• _Enunciado da tarefa 1_
Segundo o artigo sobre Comunicação Não-Violenta, quais são os quatro passos que compõem a proposta?
• _Enunciado da tarefa 2_
Prossiga com o artigo sobre Comunicação Não-Violenta, escrevendo a continuação a partir da última frase apresentada.

• _Artigo_
::::
COMUNICAÇÃO NÃO-VIOLENTA

Marshall Rosenberg nos presenteou com uma compreensão didática de como pode ser a comunicação humana.
A proposta da Comunicação Não-Violenta (CNV), quando praticada, nos permite mergulhar em um processo de compreensão das necessidades humanas que mobilizam nossas ações.
O estudo e a prática da CNV é facilitado quando nos aprofundamos nos quatro passos que compõem a proposta. É muito importante verificar que a nossa comunicação não se dá mecanicamente em quatro passos. Estes são referências didáticas, pedagógicas. Podemos assistir à dança dos passos conforme ampliamos a compreensão da CNV. São eles:

observação: reconhecer julgamentos; no lugar da avaliação e interpretação dos fatos, ampliarmos nossa capacidade de observação;
sentimentos: diferenciar sentimentos de não sentimentos ou pseudossentimentos, buscando conexão com sentimentos e emoções que são as principais pistas do que está verdadeiramente sendo mobilizado;
necessidades: etapa da empatia e da autoempatia. Quais são nossas necessidades e as do nosso interlocutor? O que de fato nos mobiliza a agir e compreender o ocorrido? Nossas necessidades estão ou não sendo atendidas?;
pedidos: a partir dos passos anteriores, temos mais chance de obter os elementos necessários para estabelecer diálogos que permitam esclarecer nossas vontades e compreender melhor o outro e suas vontades.

Podemos dizer que não possuímos controle sobre o que o outro fala, nem sobre o que ele escuta. No entanto, podemos ampliar o controle sobre o que falamos e o que escutamos. Nossa comunicação é como um músculo que precisa ser exercitado!
Cada um desses passos se baseia nos alicerces do nosso funcionamento psíquico, veja como:

OBSERVAÇÃO
A percepção é um processo pelo qual nós, indivíduos, organizamos e interpretamos as situações e as nossas sensações. Por intermédio desse processo, damos sentido ao ambiente (Robbins, 2006). Nós, Homo sapiens, possuímos uma capacidade cognitiva que nos confere formas específicas de nos relacionarmos com o ambiente. Elas se dão pelo modo com o qual percebemos o meio e construímos significados.
A mente humana “nos permite ver, pensar, sentir, interagir e nos dedicar a vocações superiores, como a arte, a religião e a filosofia” (Pinker, 1997). Somos capazes de esquecer coisas, dar sentidos distintos a objetos e fenômenos e construir realidades individual e coletiva (Sternberg, 2009; Harari, 2009).
::::
• _Dados de origem_

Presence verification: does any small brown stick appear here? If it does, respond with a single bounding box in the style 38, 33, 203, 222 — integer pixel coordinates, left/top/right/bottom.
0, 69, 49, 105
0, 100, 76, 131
::::
• _Resposta do exercício 1_
Observação, sentimentos, necessidades e pedidos.

• _Resposta do exercício 2_
Nossa percepção sofre inúmeros vieses (tendências ou propensões), aos quais devemos ficar muito atentos. Kahneman nos permite verificar que somos regidos por dois sistemas de pensamento. Em Rápido e devagar: duas formas de pensar (2012), o autor nos auxilia na compreensão de que somos regidos por dois sistemas de raciocínio: o Sistema 1 – rápido intuitivo e inconsciente – e o Sistema 2, lento, deliberado e inconsciente. Este está entre as “coisas” que nos diferenciam dos outros seres vivos e conferiu vantagens na evolução da nossa espécie. Juntos, porém, representam desafios para nossas relações e nossa vida em sociedade.
Na CNV, o exercício da observação requer que ativemos o Sistema 2 e controlemos o Sistema 1. Isto significa tentar observar o que realmente acontece em determinada situação sem praticar julgamentos automáticos ou acreditar em nossas primeiras intenções.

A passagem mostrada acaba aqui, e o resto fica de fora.